━━━ Source data
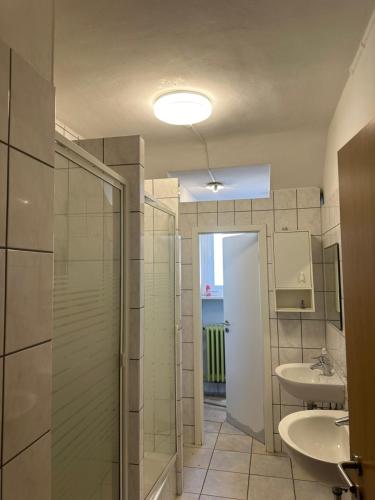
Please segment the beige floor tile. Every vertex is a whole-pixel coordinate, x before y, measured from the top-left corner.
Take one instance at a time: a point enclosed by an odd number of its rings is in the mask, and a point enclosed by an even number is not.
[[[222,434],[239,434],[241,436],[246,436],[244,432],[240,431],[240,429],[237,429],[237,427],[234,427],[234,425],[230,424],[229,422],[223,423],[220,432]]]
[[[186,467],[198,467],[207,469],[212,456],[212,449],[195,448],[193,446],[184,447],[184,465]]]
[[[199,495],[196,493],[183,493],[181,496],[176,497],[176,500],[199,500]]]
[[[200,493],[206,472],[206,469],[184,467],[184,493]]]
[[[294,481],[296,500],[332,500],[332,490],[329,486],[312,481]],[[343,500],[350,497],[343,495]]]
[[[310,474],[308,470],[300,467],[295,461],[292,460],[293,478],[300,479],[301,481],[316,481],[315,476]]]
[[[250,474],[292,478],[290,459],[274,455],[254,454],[251,457]]]
[[[199,500],[199,495],[195,493],[183,493],[181,496],[176,497],[176,500]]]
[[[246,500],[248,477],[247,474],[209,470],[202,494]]]
[[[250,476],[248,500],[294,500],[293,481],[280,477]]]
[[[200,500],[236,500],[235,498],[217,497],[217,496],[212,497],[211,495],[201,495],[199,498]]]
[[[203,448],[214,448],[218,435],[219,435],[218,432],[205,432],[204,433],[204,443],[202,444],[202,447]]]
[[[216,449],[224,451],[251,452],[252,438],[249,436],[236,436],[234,434],[219,434]]]
[[[212,455],[210,469],[248,474],[250,468],[250,453],[238,451],[215,450]]]
[[[266,455],[267,454],[266,445],[264,445],[263,443],[260,443],[256,439],[253,439],[252,452],[257,453],[257,454],[261,454],[261,455]]]
[[[209,422],[224,422],[227,418],[227,412],[224,410],[217,410],[216,408],[208,408],[204,409],[204,419]]]
[[[204,422],[204,432],[219,432],[221,422]]]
━━━━━━
== What the task requires ==
All of the entries must be reproduced exactly, apart from the pictures, which are to be dropped.

== Reply to the exercise ==
Please segment the beige floor tile. Every vertex is a whole-pixel coordinate, x before y, measured from the top-left corner.
Take one instance at a time: a point enclosed by an odd number of its rings is in the mask, and a point enclosed by an even number is not.
[[[222,434],[239,434],[241,436],[246,436],[244,432],[240,431],[240,429],[237,429],[237,427],[234,427],[234,425],[230,424],[229,422],[223,423],[220,432]]]
[[[186,467],[198,467],[207,469],[212,456],[212,449],[195,448],[193,446],[184,447],[184,465]]]
[[[199,495],[196,493],[183,493],[181,496],[176,497],[176,500],[199,500]]]
[[[200,493],[206,472],[206,469],[184,467],[184,493]]]
[[[294,481],[296,500],[332,500],[332,490],[329,486],[312,481]],[[343,500],[350,497],[343,495]]]
[[[310,474],[308,470],[300,467],[295,461],[292,460],[293,478],[300,479],[301,481],[316,481],[315,476]]]
[[[250,474],[292,478],[290,459],[274,455],[254,454],[251,457]]]
[[[199,500],[199,495],[195,493],[183,493],[181,496],[176,497],[176,500]]]
[[[246,500],[248,477],[247,474],[209,470],[202,494]]]
[[[250,476],[248,500],[294,500],[293,481],[280,477]]]
[[[200,500],[236,500],[235,498],[217,497],[217,496],[212,497],[211,495],[201,495],[199,498]]]
[[[203,448],[214,448],[218,435],[219,435],[218,432],[205,432],[204,433],[204,443],[202,444],[202,447]]]
[[[216,449],[224,451],[251,452],[252,438],[249,436],[236,436],[234,434],[219,434]]]
[[[212,455],[210,469],[248,474],[250,468],[250,453],[238,451],[215,450]]]
[[[266,455],[267,454],[266,445],[264,445],[263,443],[260,443],[256,439],[253,439],[252,452],[257,453],[257,454],[261,454],[261,455]]]
[[[209,422],[224,422],[227,418],[227,412],[224,410],[217,410],[216,408],[208,408],[204,409],[204,419]]]
[[[204,422],[204,432],[219,432],[221,422]]]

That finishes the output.